## start EXCERPTED PASSAGE

[OSM-dev] Nestoria Tiles Write Up

Etienne 80n80n at gmail.com
Thu Oct 26 13:00:19 BST 2006


On 10/26/06, Dave <osm at randomjunk.co.uk> wrote:
>
>  I've been thinking about this.
> Dependency wise Java is probably the easiest solution as all the tools are
> probably already out there as Java, so it's one download of a few MB. Xalan
> is included in Java 1.5, so you don't even have to download that.
>

FYI Xalan used to be included in Java 1.4 but is not part of Java 1.5, it
has to be dowloaded separately.


The rendering part of batik isn't that big; I have no idea what quality it's
> output is in general, but the demos look quite nice. There's always Java2D
> for rendering stuff too, that can look quite nice.
>
> Making a tile server work efficiently is another issue though.
> Prerendering the entire planet isn't really an option, as you'd have to do
> it constantly and there's a lot of it, so render on request with caching is
> needed. The problem here is that squid caching isn't really adequate: a tile
> remains good forever until the OSM data changes -- more intelligent caching
> is needed.
>
> What I was thinking was ave a java servlet (or whatever) which checks the
> tile state on request, vends the current rendering if it exists and hasn't
> been marked invalid, and otherwise sends off a request to get the tile
> rendered. It can wait for the result, or on a timeout return the old
> version, or an apology marked nocache.
> The tile renderer can be a separate process/machine and be responsible for
> farming out the render, or do it itself. You could use some RMI (or again
> whatever) to allow client renderers to register and get given work. This
> process can periodically examine the RSS feed of changes and mark tiles
> invalid if a change occurs. These invalid tiles can be queued as low
> priority render requests for updating, whereas tile request from the UI are
> high priority.
> I'll maybe try to get this clearer, some pseudo code maybe.
>
> Does anybody have any thoughts on this?
>
> As for the actual rendering, there's a couple of things about
> osmarenderer:
> a) The label plotting isn't very good. Labels are often too big/too small,
> they follow the road path exactly even when segments don't order properly,
> they go upside down if the way is defined right to left, but they should
> always be left to right (in English at least), they go round corners in ways
> when they could easily have been plotted on a straight bit, and they don't
> merge when multiple ways have the same name (look at dual carriageway
> primary roads where the carriageways are close together for how nasty this
> can be). What worries me here is whether it's actually possible to do
> anything about any of this in XSLT? I don't know too much about XSLT (other
> than some basics), but it doesn't strike me as being very easy to implement
> label heuristics in.
> b) incomplete ways aren't plotted (at least they're not when I do View ->
> Osmarender in JOSM). This would make tiling very difficult.
> Are these things fixable?
> I do like the zoomed out osmarender maps though, I think they look quite
> cool.
>
> Dave
>
>
> Nick Whitelegg wrote:
>
>  see my comments towards the end ;D
>
>     The librsvg approach looks interesting, as ideally what is needed is a
> lightweight SVG to PNG converter (command line based and easily
> installable without a long dependency list). Does librsvg have many
> dependencies?

## end EXCERPTED PASSAGE
## start DATA

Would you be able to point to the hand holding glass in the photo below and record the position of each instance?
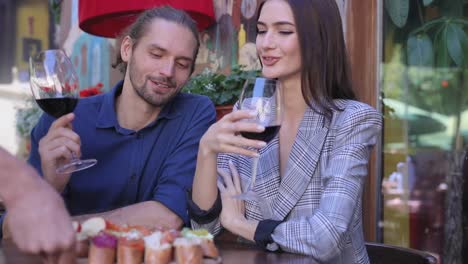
(263, 96)
(55, 87)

## end DATA

YOUR INSTRUCTIONS –
In the mailing-list post about Nestoria tiles, which Java version does the reply say used to include Xalan?

TASK RESPONSE –
Java 1.4